**Задание 1**
Переведите на английский язык предложение из отрывка ниже о ночной поездке к болоту: «Ездовой объявил, что лошадям надо отдохнуть.»
**Задание 2**
Перепишите без изменений часть отрывка ниже о ночной поездке к болоту. Начните со слов, в которых есть «Гамальдинов сначала колебался, но», и остановитесь после «меня в сознании.».

**Выбранный отрывок**
————————

На станции одну повозку загрузили тяжелыми длинными деревянными ящиками, другую – продуктами. Пара сытых коней легко тронулась с места, но на небольших пригорках вкладывала всю силу. Воз с ящиками был тяжелым. Ездового с продуктами Гамальдинов отпустил, он поехал впереди и быстро скрылся из виду. Ездовой с Гамальдиновым ехали, а я шел пешком позади, в 10-15 метрах от брички. Лошади ступали тяжело, двигались со скоростью не более 4 километров в час. К болоту с деревянным настилом подъехали ночью, в 23 часа. Ездовой объявил, что лошадям надо отдохнуть.
Я попросил у Гамальдинова разрешения пойти вперед и дожидаться их где-то в 1,5-2 километрах, то есть на середине дороги из деревянного настила.
Гамальдинов сначала колебался, но после моих обоснованных доводов согласился. Я почти бесшумно прошел около 2 километров и сел на пень на обочине. Через несколько минут по настилу затарахтела бричка с грохотом, доносившимся на несколько километров. От усталости мои глаза, не подчиняясь сознанию, закрылись сами. До слуха донесся сдавленный разговор, похожий на команду. Я напряг свой слух. Были слышны осторожные шаги, шорох ветвей и редкий треск хвороста. Кто-то шел по дороге. Я спрятался за стволом толстой ели. Автомат снял с предохранителя, держа гранату в правой руке. Три человека, не доходя 10-12 метров до меня, замаскировались почти на самой обочине. «Немцы», – пронеслось у меня в сознании.

————————

**Данные для анализа**
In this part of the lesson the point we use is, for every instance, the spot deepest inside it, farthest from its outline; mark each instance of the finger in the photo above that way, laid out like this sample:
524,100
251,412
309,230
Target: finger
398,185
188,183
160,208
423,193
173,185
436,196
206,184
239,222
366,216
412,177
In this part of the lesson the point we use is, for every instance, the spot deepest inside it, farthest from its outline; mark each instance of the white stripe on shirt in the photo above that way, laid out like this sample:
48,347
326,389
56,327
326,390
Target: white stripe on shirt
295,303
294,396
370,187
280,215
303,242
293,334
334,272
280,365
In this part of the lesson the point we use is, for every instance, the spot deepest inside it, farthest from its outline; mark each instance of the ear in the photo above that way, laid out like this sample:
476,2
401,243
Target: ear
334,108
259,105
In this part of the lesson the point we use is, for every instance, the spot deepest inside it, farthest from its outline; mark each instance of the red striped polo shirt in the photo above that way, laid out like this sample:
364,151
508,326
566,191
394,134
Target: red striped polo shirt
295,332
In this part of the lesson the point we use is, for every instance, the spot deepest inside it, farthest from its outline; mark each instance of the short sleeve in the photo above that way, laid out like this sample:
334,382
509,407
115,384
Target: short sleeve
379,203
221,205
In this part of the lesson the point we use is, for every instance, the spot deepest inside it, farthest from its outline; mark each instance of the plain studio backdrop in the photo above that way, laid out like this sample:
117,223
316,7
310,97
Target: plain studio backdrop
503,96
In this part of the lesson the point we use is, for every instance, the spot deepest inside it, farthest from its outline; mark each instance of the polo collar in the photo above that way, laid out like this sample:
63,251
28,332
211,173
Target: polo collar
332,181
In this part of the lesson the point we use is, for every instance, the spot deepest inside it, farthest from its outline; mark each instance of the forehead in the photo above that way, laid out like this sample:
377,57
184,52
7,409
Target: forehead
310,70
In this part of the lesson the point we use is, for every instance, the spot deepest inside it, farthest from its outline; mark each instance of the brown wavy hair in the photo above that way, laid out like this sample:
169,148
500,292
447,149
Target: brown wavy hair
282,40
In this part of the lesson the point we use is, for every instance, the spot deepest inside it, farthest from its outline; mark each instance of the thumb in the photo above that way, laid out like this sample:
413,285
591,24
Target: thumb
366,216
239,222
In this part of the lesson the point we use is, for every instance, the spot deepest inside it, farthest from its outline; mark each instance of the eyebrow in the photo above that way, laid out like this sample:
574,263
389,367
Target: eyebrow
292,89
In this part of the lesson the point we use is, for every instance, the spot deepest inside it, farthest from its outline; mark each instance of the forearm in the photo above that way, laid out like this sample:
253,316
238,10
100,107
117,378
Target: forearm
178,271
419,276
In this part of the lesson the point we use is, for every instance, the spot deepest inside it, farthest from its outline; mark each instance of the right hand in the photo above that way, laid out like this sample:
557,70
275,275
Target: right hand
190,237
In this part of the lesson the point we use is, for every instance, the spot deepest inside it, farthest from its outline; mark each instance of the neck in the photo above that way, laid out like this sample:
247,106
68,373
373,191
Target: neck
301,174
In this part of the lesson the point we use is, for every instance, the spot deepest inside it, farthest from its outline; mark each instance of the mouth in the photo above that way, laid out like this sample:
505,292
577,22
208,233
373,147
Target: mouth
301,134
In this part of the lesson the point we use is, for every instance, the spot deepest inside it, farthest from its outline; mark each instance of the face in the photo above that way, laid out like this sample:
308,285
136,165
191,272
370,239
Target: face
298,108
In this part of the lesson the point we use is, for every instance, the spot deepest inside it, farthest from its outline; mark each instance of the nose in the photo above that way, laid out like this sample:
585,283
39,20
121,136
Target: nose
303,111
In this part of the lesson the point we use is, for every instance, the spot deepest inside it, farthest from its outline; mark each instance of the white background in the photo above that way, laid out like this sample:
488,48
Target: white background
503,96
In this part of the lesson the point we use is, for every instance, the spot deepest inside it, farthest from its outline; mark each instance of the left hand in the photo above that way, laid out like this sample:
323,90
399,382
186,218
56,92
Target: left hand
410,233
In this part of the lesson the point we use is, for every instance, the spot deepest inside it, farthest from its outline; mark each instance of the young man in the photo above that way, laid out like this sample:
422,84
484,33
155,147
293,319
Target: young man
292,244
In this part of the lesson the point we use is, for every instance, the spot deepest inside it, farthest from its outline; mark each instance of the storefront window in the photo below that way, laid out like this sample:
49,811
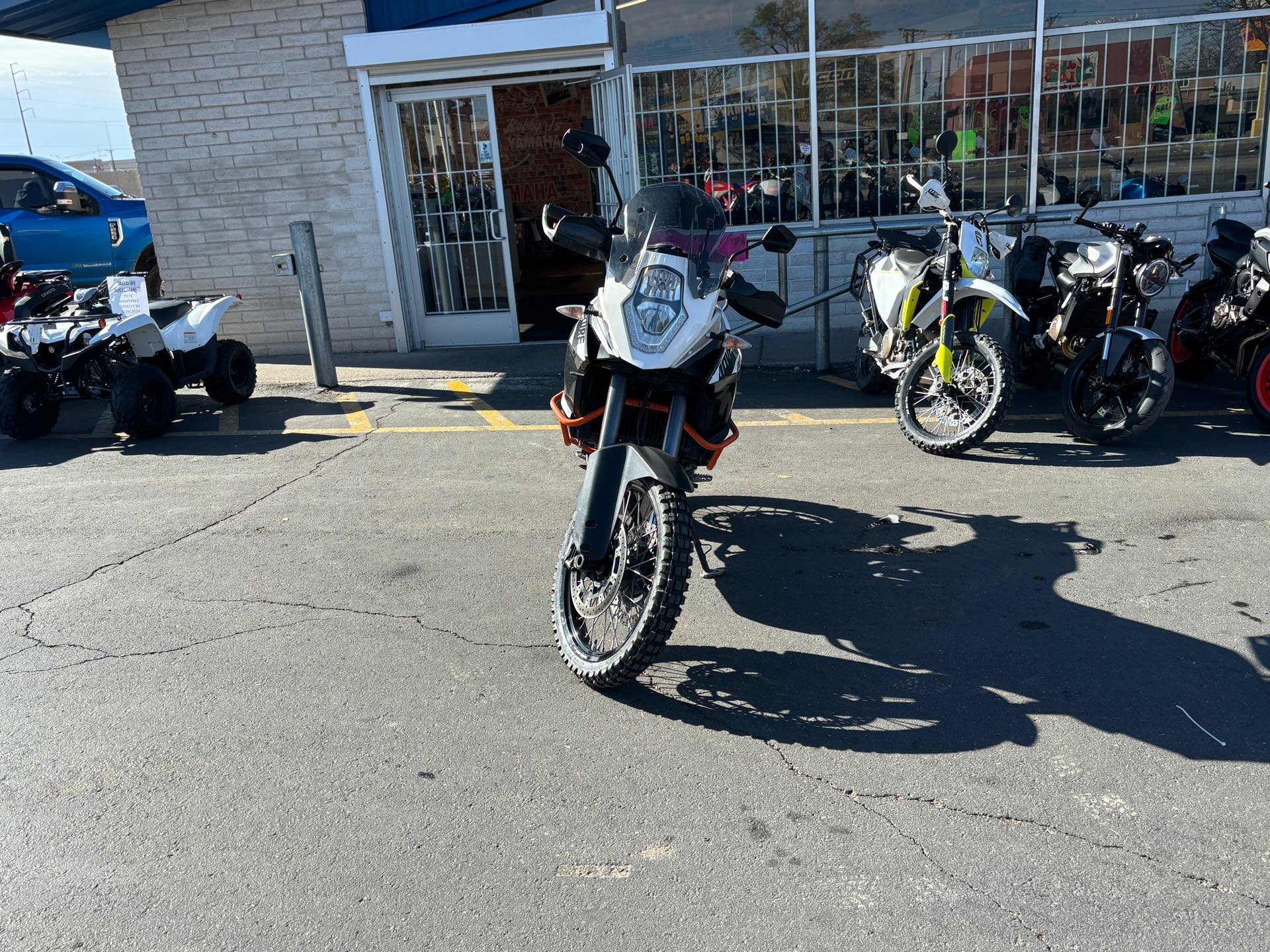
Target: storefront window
1154,111
854,24
880,116
701,31
1079,13
741,132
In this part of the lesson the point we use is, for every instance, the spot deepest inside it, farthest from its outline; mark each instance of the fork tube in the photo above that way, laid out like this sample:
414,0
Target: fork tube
675,424
614,408
1113,309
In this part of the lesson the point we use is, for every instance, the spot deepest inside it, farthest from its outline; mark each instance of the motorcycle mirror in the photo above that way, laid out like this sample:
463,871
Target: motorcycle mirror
587,147
947,143
779,240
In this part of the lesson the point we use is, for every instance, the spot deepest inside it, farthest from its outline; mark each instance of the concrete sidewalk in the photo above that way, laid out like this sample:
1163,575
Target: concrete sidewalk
777,349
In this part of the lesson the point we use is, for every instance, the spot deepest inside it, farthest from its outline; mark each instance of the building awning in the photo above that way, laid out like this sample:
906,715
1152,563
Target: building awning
408,15
80,22
83,22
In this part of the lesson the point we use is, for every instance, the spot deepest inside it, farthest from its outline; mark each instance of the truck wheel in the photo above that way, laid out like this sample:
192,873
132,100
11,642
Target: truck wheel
233,380
144,401
27,409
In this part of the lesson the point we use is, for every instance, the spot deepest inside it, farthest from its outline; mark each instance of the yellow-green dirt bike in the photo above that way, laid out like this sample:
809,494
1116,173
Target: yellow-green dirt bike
925,300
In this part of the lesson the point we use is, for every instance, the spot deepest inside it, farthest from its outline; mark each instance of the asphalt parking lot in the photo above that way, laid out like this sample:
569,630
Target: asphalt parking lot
284,680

————————

**Разбор решения 1**
The driver announced that the horses needed to rest.

**Разбор решения 2**
Гамальдинов сначала колебался, но после моих обоснованных доводов согласился. Я почти бесшумно прошел около 2 километров и сел на пень на обочине. Через несколько минут по настилу затарахтела бричка с грохотом, доносившимся на несколько километров. От усталости мои глаза, не подчиняясь сознанию, закрылись сами. До слуха донесся сдавленный разговор, похожий на команду. Я напряг свой слух. Были слышны осторожные шаги, шорох ветвей и редкий треск хвороста. Кто-то шел по дороге. Я спрятался за стволом толстой ели. Автомат снял с предохранителя, держа гранату в правой руке. Три человека, не доходя 10-12 метров до меня, замаскировались почти на самой обочине. «Немцы», – пронеслось у меня в сознании.